PROMPT: Make an exact copy of the listing below.

MATERIAL TO PROCESS:
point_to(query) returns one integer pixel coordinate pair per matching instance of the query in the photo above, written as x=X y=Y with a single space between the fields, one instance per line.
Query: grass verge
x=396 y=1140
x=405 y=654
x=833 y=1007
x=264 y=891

SOLUTION TO THIS PROBLEM:
point_to(query) returns one integer pixel coordinate pair per matching instance of the query in the photo above, written as x=X y=Y with a single space between the fields, one instance per line.
Query: grass verge
x=396 y=1140
x=405 y=654
x=833 y=1007
x=264 y=891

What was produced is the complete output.